Source text START

The worst of all sins in marketing, in my book at least, is the use of that hoary old quote often incorrectly attributed to either John Wanamaker or Lord Leverhulme. You know the one with the apocryphal line that “half the money I spend on advertising is wasted, the trouble is I don’t know which half”. If it crops up in a presentation, marketing article or debate – with the exception of this masterpiece you’re reading at the moment – it signals an almost inevitable journey to cliché and obviousness in equal measure.
But there is another problem with that quote these days: it’s not just a cliché, it’s also wholly inconsistent with the current way in which we discuss anything in marketing. Gone is the uncertainty and open, plaintive thinking of an earlier age in marketing when we queried with honest introspection what does and does not seem to be working. That’s been replaced by a form of tribal combat in which different sides hammer each other with exactly the opposite point of view constructed from equal parts of wobbly data and fake news.
Rather than Lord Leverhulme bemoaning his uncertain advertising spend, today’s equivalent axiom would have him boasting “I’m spending all my money on digital and it’s working 180%”, followed by his arch nemesis Lord Beaverbrook retorting “shut your face Leverhulme, your money is being wasted because you don’t understand content marketing like what I do”.
Everywhere you look in marketing there isn’t just debate about what is and isn’t the right approach, there is vehement and unyielding certainty that my way is correct and yours is total balls.
Polarisation complicates marketing
Take the debate about brand safety for example. Depending on who you listen to it is either a massive threat to brand equity that has infected a significant proportion of global advertising, or it’s a tiny issue that was drummed up by the traditional media to inflict maximum damage on Google and other digital platforms and has been largely forgotten. Clearly it can’t be both, so which Is it?
If we ran a poll here on Marketing Week’s home page and asked readers to rate the degree to which brand safety is a serious threat to your brand on a scale of 1 (no threat) to 10 (huge threat) I am betting that we’d derive an average of around 5 but that the answers would be polarised at either end of the spectrum.
And it’s that polarisation that afflicts and affects seemingly every dimension of marketing. It makes for fabulous arguments on social media, juicy debates at conferences and several emotional comments at the foot of Marketing Week columns. But it also complicates the act of doing marketing tremendously.
Marketing debate is tribal combat in which different sides hammer each other with views constructed from equal parts of wobbly data and fake news.

Source text END
Information given START

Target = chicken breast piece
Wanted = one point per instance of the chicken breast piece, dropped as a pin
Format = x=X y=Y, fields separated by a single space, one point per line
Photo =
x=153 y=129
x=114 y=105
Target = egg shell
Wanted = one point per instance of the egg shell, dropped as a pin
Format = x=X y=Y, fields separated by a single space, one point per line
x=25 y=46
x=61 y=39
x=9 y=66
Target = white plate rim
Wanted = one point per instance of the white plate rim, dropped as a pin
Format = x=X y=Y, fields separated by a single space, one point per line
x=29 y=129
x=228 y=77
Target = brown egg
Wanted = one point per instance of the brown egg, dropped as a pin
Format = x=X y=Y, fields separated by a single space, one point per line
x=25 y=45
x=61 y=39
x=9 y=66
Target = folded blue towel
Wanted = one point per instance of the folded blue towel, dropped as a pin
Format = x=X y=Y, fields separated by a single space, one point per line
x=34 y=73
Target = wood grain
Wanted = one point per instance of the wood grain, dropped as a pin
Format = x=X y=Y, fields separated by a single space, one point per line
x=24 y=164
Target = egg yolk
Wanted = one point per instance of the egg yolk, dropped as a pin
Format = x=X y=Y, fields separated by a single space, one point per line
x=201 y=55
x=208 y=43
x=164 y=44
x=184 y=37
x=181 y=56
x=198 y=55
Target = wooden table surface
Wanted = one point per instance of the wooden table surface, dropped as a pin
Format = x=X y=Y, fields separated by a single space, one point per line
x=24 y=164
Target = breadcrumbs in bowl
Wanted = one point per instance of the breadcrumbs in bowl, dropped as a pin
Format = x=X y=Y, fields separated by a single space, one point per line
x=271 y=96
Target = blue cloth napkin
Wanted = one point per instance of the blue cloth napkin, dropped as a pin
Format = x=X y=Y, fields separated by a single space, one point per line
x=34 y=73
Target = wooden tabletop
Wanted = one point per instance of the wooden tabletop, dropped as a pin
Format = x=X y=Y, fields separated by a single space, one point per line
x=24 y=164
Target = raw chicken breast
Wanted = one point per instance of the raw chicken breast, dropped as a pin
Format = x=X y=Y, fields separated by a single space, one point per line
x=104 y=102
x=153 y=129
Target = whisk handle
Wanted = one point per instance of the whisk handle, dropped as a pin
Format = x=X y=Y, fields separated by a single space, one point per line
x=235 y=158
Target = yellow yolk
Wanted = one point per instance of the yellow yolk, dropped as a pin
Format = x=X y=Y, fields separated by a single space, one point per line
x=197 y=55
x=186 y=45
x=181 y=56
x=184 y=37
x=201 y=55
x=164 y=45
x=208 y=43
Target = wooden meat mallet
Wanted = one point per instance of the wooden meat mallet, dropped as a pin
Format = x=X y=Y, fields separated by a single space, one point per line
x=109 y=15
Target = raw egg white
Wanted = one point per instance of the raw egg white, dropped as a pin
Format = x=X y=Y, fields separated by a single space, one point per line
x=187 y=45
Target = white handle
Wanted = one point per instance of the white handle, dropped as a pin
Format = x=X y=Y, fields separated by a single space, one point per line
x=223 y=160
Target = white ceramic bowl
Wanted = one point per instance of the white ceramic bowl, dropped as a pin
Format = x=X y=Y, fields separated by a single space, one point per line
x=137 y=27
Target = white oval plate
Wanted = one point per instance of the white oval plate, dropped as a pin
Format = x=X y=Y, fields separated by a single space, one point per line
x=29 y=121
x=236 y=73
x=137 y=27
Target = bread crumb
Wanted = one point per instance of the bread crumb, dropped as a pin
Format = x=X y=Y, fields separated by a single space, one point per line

Information given END

● **Activities**:
[a] In the column on polarization in marketing, to whom is the quote about wasted advertising money often incorrectly attributed?
[b] Write the next part of the column on polarization in marketing, picking up after its final sentence.
The records have nothing to do with the text.

● **Answer set**:
[a] John Wanamaker or Lord Leverhulme.

[b]
It has never been a more exhilarating or exhausting time to work in this discipline. Never before has so much happened in marketing with so little consensus around what is and isn’t working. We do our business on what appears to be a continually moving and undulating platform of knowledge that constantly contradicts and reverses itself as we cling on for grim life.
Look at the act of targeting. I can spend a morning with a client that is convinced of the merits of micro-targeting using digitally enabled options such as lookalike modelling and A/B testing, and then the afternoon with a second company that follows the sophisticated mass-marketing approach and now believes (incorrectly) that it can go after everyone with a pulse. Depending on how you look at it you either target no one and let the computer do it for you, or everyone.
Take the optimum length of digital video advertising on Facebook. I can cite extremely persuasive men and women who tell me not to worry about sub-two-second exposures because that is more than sufficient to influence consumer decision making, and who then remind me that digital video is more complex than simply putting overly long TV ads online. Just as I am nodding and starting to get my head around two-second exposure models someone else pops up and says: “Bollocks! We are getting incredible results from three minute films.”
Or how about viewability? It seems logical to assume that 100% viewability is the gold standard for digital media. If consumers can’t see the bloody ad then clearly it’s not going to be impactful. So surely 100% viewability is the way forward?
Well not necessarily. It turns out that chasing 100% viewability often leads to much more expensive programmatic prices, opens you up to far greater risk of ad fraud (you always get 100% viewability from a bot) and generally ensures that the overall impact of advertising is lessened. Depending on who you ask, 100% viewability is either the only acceptable way to ensure effectiveness or a guaranteed way to reduce it.
You see what I mean? As soon as we develop even the semblance of marketing best practice, someone turns up, turns it upside down and claims the opposite. You need marketing training; you don’t need marketing training. Artificial Intelligence is dangerous; artificial intelligence is essential. Marketing needs to get back to basics; marketing is changing dramatically. Content marketing is a crucial new development in marketing; content marketing is just a bunch of fancy names for stuff that has existed for 50 years.
I could go on – trust me – and on.
Loss of nuanced debate
Surely you have seen it yourself. You read an article on a marketing concept and then, in the comments section, another marketer not only disagrees, they go out of their way to completely refute the whole nature of the original argument and supplant it with the exact opposite perspective.
My favourite current example is programmatic. There are only two clear and overriding observations we can make about programmatic in mid-2017. First, it’s growing like the clappers. Second, it’s unavoidable given the plethora of new channels that now exist and exceed human capabilities. More contentious is the current state of programmatic and whether the murky media supply chain and the multiple commissions it takes renders it inefficient.
I certainly think that’s the case and have been very – ahem – vocal on the subject. That has resulted in an entirely typical marketing response.
Two very senior, very smart media professionals have responded to my wailings in the same Australian marketing site independent of each other. One of them agrees wholeheartedly with me. The other disagrees completely and, very politely, suggests my argument is nonsensical.
I read both articles, and was persuaded mightily by both articles, even though they perfectly contradict each other. My point is not to dwell on the respective arguments of my two commentators but to suggest that this is the nature of marketing these days. Everything is up, unless you think it’s down.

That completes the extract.